Your goal: Return all the data below as it stands, minus the pictures.

[Pointing and labeling entries]
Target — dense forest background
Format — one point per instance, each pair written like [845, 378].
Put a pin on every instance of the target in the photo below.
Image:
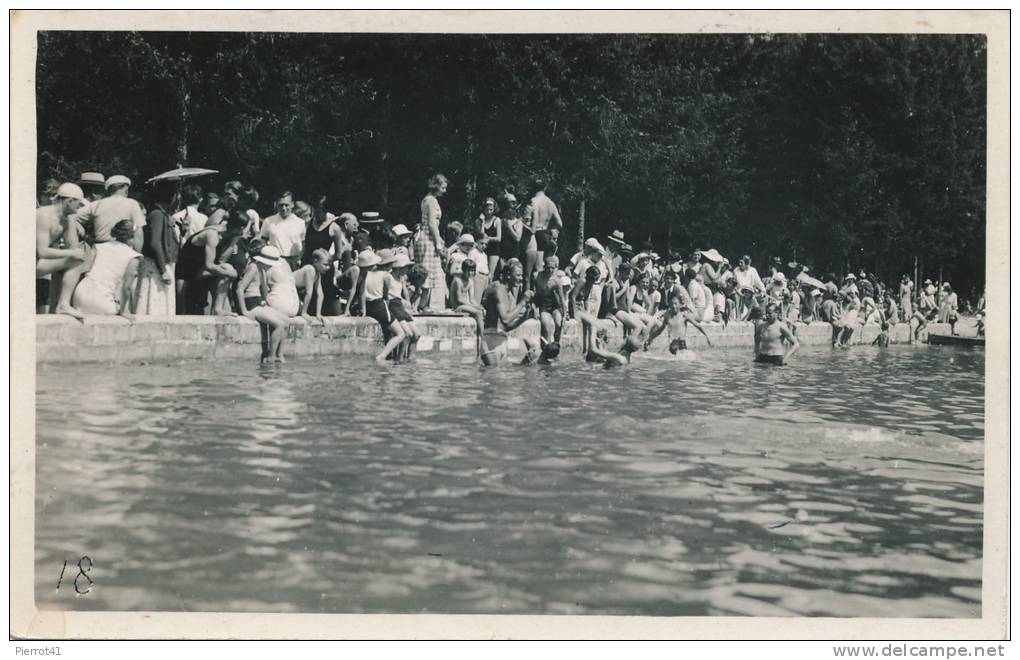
[860, 151]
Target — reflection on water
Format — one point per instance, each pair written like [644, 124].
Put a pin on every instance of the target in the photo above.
[849, 484]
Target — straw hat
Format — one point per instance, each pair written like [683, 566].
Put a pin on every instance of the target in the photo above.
[116, 180]
[594, 244]
[92, 179]
[367, 259]
[70, 191]
[268, 255]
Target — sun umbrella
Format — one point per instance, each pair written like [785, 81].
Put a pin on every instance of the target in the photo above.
[182, 173]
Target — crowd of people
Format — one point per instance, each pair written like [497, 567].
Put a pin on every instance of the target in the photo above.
[189, 251]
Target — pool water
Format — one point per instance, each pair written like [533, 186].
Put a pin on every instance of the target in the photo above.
[847, 484]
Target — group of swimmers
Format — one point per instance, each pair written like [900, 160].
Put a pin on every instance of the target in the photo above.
[500, 269]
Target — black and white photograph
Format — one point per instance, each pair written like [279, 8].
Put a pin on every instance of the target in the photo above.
[403, 312]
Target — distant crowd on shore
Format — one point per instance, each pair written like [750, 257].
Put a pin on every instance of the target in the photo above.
[192, 251]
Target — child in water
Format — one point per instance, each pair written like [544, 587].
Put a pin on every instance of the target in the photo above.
[883, 338]
[462, 296]
[676, 319]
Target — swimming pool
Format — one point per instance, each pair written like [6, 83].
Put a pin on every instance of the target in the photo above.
[848, 484]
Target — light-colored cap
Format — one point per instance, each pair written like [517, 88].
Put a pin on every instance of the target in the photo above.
[117, 180]
[367, 259]
[386, 256]
[712, 255]
[70, 191]
[595, 245]
[268, 255]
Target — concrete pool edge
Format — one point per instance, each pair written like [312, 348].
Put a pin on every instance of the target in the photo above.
[114, 339]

Final result:
Target — dense forest background
Format — one point per instance, each pair written like [845, 378].
Put a pin on every instance of the target in the photo below.
Image:
[860, 151]
Target — reflection on water
Format — one point per instance, each pair written like [644, 124].
Put a pin on every instance of the target in the photo above.
[849, 484]
Target — straw hat
Format — one point per instance, each pair written like [683, 566].
Put a pin on every instance of the target in the photo above.
[116, 180]
[594, 244]
[92, 179]
[367, 259]
[70, 191]
[268, 255]
Target — sun umbrella
Format — one point per instance, each pair written like [785, 81].
Put a pin on every instance of the target in the photo above.
[182, 173]
Target — crowd of people
Format — one point per instance, each pair written like [497, 567].
Put a pin on every instance of the target in the photo above.
[189, 251]
Target — pool water
Format — one point per instance, each pair written like [533, 186].
Put a pin on every instance of the target in the photo above.
[847, 484]
Target — group of swimmers
Format — one point per instance, each pair written like [900, 160].
Put a pin on every instance of the target in the photo above.
[500, 269]
Target — black and white photograph
Format — one point per instance, each pair written like [279, 8].
Put a pin on every instance of the target in the photo above.
[403, 312]
Target — distant crowd on shore
Format — one point per instance, each pair written like [750, 257].
Put a pin on every instance of the target in the photo above.
[192, 251]
Target — child in water
Format — one point per instance, each pair written like [544, 587].
Put a pin on every instance of the target in the photo above.
[883, 338]
[462, 296]
[676, 319]
Target — swimming pool
Format — one point per instance, each pair written like [6, 83].
Put a pin on every instance of the target in the photo above.
[848, 484]
Target — light-colored cap
Format — one point per instance, each pair written like [517, 88].
Put a pin on every instance of the target in the photo above.
[117, 180]
[367, 259]
[386, 256]
[712, 255]
[70, 191]
[595, 245]
[268, 255]
Target — concrete pool edge
Format — one point per instance, each pair written like [312, 348].
Put a pin on every instance of the target in the photo above.
[114, 339]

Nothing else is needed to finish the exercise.